[Pointing records]

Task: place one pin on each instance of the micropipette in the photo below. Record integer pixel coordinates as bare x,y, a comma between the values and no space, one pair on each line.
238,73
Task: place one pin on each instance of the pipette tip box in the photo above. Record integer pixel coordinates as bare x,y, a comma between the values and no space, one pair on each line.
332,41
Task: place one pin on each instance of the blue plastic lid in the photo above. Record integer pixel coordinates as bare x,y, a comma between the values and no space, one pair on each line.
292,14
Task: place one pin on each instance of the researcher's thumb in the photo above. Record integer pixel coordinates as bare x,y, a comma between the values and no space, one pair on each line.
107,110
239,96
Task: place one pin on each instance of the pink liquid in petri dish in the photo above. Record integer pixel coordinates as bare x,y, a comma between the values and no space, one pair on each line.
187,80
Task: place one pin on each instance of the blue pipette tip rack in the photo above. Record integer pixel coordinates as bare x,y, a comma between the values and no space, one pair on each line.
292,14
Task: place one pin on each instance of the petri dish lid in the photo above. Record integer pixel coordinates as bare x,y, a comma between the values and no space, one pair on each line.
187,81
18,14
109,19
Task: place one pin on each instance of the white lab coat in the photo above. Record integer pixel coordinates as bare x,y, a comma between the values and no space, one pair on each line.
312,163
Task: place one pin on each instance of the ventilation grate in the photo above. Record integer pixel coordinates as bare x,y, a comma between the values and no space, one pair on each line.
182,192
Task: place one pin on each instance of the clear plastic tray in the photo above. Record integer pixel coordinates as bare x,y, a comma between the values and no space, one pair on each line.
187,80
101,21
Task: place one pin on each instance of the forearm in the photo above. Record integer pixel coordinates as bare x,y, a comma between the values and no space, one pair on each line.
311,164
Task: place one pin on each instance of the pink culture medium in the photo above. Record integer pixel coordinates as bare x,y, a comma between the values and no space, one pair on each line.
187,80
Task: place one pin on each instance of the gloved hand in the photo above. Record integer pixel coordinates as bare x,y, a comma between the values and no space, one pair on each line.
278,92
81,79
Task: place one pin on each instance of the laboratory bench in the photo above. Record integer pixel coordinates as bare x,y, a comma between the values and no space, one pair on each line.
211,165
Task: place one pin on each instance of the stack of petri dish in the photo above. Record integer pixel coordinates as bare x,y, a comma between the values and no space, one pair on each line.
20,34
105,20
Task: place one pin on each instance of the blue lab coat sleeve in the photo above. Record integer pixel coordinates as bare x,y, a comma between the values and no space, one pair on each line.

(Your instructions): Copy out every line of the listing above, word for word, keeping the same order.

(Exercise output):
Task: place one pin on each instance of the micropipette in the photo below. Record integer pixel coordinates as bare x,y, a comma between the values and no space, one pair on each line.
238,73
Task: place one pin on each instance of the pipette tip box in the photo above. Record integer pixel coordinates as bare x,y, a comma between the values and no space, one pair on each line.
332,41
Task: place one pin on each instance of the blue plastic lid in the photo above. Record integer pixel coordinates as bare x,y, a comma between the values and no space, one pair on each line.
292,14
Task: place one pin on each instance of the researcher's thumb in the photo above. Record integer pixel coordinates as bare x,y, a comma between the values and no space, one pair on each line.
107,110
239,96
Task: place one pin on each instance of the pink liquid in petri dish in the photo above. Record integer pixel coordinates as bare x,y, a comma between the values and no space, one pair on each line.
187,80
Task: place one pin on each instance of the blue pipette tip rack in the photo above. Record integer pixel coordinates as bare x,y, a comma between the values and no space, one pair on each line.
292,14
Task: place one pin on each instance of the petri dish lid in the photo above. Record integer pixel coordinates as bare x,y, a comma between the values and no space, one pair on each line.
187,81
18,14
109,19
Task: place one pin on each instance of the white lab coat in the photo above. Record integer pixel coordinates as bare x,y, a comma between the values and no space, one pair on each line.
312,163
Task: place one pin on each instance of the ventilation grate in the photo above. Record integer pixel coordinates as bare x,y, a comma between the values and no space, one pair on each line.
182,192
Task: place one pin on each instance of the clear plastic tray in the photo above. Record integer pixel coordinates as bare x,y, a comma between the values and no space, one pair on each line.
187,80
101,21
Task: place one pin on each instance of the forearm in the photo above. Record integer pixel coordinates as bare x,y, a comma between the values and no space, one pair on each line.
311,164
Task: place one pin on each instance of the pink culture medium in the photo above. Record integer pixel coordinates as bare x,y, a comma between the values and no space, one pair on each line.
187,80
Task: place one pin on each instance of the gloved hand in the photo above. Record integer pixel coordinates as bare x,y, a comma between the values and no space, one pair on each line.
278,92
81,79
Task: place one pin on each instance of the laboratory bench in the photo above. Record integer pixel coordinates as bare x,y, a comma between the values and no space, one pair on each line.
211,165
Task: place one pin on each instance of the stack of petri dish in the photo above. Record integer pixel coordinates as bare x,y, a comma between the values and no space, one pair on each line.
20,34
105,20
Task: place one pin on each instance of the blue lab coat sleeve in the photo above. Record integer pixel coordinates as bare x,y, a comma between the values and no space, one pair on each line.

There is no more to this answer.